Items from a dataset
--
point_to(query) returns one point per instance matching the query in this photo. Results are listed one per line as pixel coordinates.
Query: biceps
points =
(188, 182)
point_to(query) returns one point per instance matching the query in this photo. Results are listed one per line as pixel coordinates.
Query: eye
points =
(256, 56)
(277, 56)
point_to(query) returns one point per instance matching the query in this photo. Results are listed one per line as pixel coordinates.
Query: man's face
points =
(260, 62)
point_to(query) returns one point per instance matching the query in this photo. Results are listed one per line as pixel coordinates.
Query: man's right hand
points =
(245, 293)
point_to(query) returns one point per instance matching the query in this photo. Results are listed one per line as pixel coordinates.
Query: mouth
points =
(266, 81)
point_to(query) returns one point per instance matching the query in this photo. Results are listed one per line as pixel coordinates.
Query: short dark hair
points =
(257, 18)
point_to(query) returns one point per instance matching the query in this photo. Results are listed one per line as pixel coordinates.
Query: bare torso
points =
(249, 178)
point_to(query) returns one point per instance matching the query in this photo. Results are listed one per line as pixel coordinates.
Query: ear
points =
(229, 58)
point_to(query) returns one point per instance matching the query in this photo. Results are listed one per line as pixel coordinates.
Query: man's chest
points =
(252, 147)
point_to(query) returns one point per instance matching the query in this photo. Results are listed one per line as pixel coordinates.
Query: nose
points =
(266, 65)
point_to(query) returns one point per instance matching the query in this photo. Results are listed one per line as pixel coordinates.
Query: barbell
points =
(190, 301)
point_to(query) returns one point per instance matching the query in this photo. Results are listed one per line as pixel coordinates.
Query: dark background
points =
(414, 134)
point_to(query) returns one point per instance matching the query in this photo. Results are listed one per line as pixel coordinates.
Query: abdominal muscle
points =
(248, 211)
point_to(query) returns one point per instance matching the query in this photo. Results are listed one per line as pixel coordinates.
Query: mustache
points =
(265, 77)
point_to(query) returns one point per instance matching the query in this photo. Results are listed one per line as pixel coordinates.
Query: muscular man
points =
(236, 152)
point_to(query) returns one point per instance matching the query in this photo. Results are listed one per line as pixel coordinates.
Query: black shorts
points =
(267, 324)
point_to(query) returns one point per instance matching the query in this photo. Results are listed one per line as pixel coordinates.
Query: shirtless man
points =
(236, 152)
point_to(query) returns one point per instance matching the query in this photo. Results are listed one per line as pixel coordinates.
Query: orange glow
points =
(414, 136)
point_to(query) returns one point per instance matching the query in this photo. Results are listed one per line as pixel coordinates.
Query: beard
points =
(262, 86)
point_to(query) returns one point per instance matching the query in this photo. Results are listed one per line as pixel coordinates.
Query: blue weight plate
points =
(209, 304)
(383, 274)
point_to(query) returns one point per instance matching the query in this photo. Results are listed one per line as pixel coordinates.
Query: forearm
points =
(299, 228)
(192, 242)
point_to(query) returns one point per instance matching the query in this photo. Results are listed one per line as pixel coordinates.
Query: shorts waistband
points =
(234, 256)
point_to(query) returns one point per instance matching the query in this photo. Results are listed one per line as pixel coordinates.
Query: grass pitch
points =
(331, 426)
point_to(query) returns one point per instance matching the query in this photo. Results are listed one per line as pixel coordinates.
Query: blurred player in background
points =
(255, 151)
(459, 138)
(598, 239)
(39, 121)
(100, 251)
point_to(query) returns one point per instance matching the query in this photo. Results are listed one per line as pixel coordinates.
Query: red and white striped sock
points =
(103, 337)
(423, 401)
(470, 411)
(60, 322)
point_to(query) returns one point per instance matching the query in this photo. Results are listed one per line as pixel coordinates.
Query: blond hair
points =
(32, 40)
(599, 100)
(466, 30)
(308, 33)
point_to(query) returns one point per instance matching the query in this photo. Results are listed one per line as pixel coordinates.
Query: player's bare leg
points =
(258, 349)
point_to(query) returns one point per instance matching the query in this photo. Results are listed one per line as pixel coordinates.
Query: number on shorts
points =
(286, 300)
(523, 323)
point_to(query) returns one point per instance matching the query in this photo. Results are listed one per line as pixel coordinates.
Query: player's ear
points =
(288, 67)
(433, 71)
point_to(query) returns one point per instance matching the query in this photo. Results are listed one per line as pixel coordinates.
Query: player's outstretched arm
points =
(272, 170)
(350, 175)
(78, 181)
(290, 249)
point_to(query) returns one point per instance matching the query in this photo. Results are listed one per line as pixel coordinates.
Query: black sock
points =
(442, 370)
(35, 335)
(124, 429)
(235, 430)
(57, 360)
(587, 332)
--
Try it ▸ Reproduce all data above, unchanged.

Answer to the exercise ▸
point_to(query) returns one point per instance matching the query in this photo. Results are listed one per line as pixel coordinates.
Query: biceps
points =
(188, 182)
point_to(query) returns one point per instance matching the query in this photo. Results are listed one per line as pixel coordinates.
Query: eye
points =
(256, 56)
(277, 56)
point_to(query) returns one point per instance matching the query in this photo. Results are listed one per line as pixel coordinates.
Query: man's face
points =
(260, 62)
point_to(query) returns one point per instance matching the query in this photo. Results are listed one per line as pixel coordinates.
Query: man's right hand
points =
(245, 293)
point_to(query) returns one point per instance matching the query in this photo. Results are listed one per line as pixel coordinates.
Query: mouth
points =
(266, 81)
point_to(query) returns one point per instance matching the query in this photo. Results are listed one per line as pixel coordinates.
Query: short dark hair
points =
(257, 18)
point_to(query) returns one point per instance matching the query in this photo. Results are listed one per line as pixel coordinates.
Query: bare torso
points =
(249, 178)
point_to(query) returns one point per instance matching the query in this photo. Results are listed one per line as pixel coordinates.
Query: ear
points =
(229, 58)
point_to(query) returns one point per instance matching the query in this photo. Results are listed one per line as pixel coordinates.
Query: man's chest
points =
(252, 147)
point_to(query) returns one point per instance matching the query in this photo. Results are listed one per line as pixel coordinates.
Query: nose
points =
(266, 65)
point_to(query) returns one point per instance matching the query in this photo. Results are listed one per line as pixel coordinates.
Query: barbell
points =
(190, 301)
point_to(query) returns one point per instance matching the query in this photo. Results are listed one per line as pixel coordinates.
Query: dark background
points =
(414, 134)
point_to(query) returns one point per instance matching the query in this photo. Results are listed one per line as pixel coordinates.
Query: abdominal muscle
points =
(248, 211)
point_to(query) returns one point per instance matching the query in this photo. Results are listed one per line as pixel coordinates.
Query: mustache
points =
(265, 77)
point_to(query) returns one point per instance matching the query in this photo. Results are listed one per line as pixel coordinates.
Query: muscular man
points =
(236, 152)
point_to(query) returns one point per instance matching the query in this photo. Results are listed one per line as pixel coordinates.
Query: black shorts
points =
(267, 324)
point_to(query) returns one point per instance matching the query in this photo. Results are listed one per line as pixel coordinates.
Query: shirtless man
points =
(236, 152)
point_to(query) returns one point per instance matching the query in this photo. Results are listed one per line as pixel coordinates.
Query: orange glow
points =
(414, 136)
point_to(query) returns one point per instance matching the query in this photo. Results are listed one per line as pixel coordinates.
Query: beard
points =
(262, 86)
point_to(query) returns one point per instance matching the query in this photo. Results are listed one per line as pixel coordinates.
Query: blue weight plate
points =
(209, 304)
(383, 274)
point_to(query) returns one point per instance matching the query in this photo. Results are listed one per line as pixel coordinates.
Query: forearm
points =
(299, 228)
(192, 242)
point_to(query) returns one point per instance matching the query in this photo. Results are listed one per line as pixel coordinates.
Query: shorts waistband
points =
(234, 256)
point_to(query) returns one point per instance matching the query in this photo. Results are listed one per line as pixel coordinates.
Query: grass pitch
points =
(331, 426)
point_to(query) returns one point per instance matching the query in this photo. Results are listed one per line as pixel coordinates.
Query: blurred player in background
points =
(255, 151)
(459, 138)
(598, 239)
(39, 121)
(100, 251)
point_to(query) returns one point per instance matching the query in this photo. Results are listed one per line as pixel coordinates.
Query: red and white striped sock
points =
(103, 337)
(423, 401)
(470, 411)
(60, 322)
point_to(query) returns one point per instance matching the query in this photo. Results are listed one per line as pixel coordinates.
Query: blond hair
points =
(32, 40)
(599, 100)
(466, 30)
(308, 33)
point_to(query) returns one point per instance matching the query in this photo. Results are listed one per line as pixel coordinates.
Query: player's bare leg
points =
(258, 349)
point_to(query) returns one point per instance matching the query in this photo. Results are listed one per line as pixel coordinates.
Query: number on shorts
points =
(286, 300)
(523, 323)
point_to(query) returns one point per instance matching the query in this photo. Results are listed one per line as pixel coordinates.
Query: player's ear
points =
(288, 67)
(433, 71)
point_to(query) returns one point per instance matching the query in this photo. Results are listed one per line as pixel coordinates.
Query: player's outstretched arm
points =
(272, 170)
(350, 175)
(78, 181)
(290, 249)
point_to(query) returns one point per instance matching the query in this photo. Results are listed one per line as pixel coordinates.
Query: black sock
points =
(442, 370)
(35, 335)
(124, 429)
(235, 430)
(57, 360)
(587, 332)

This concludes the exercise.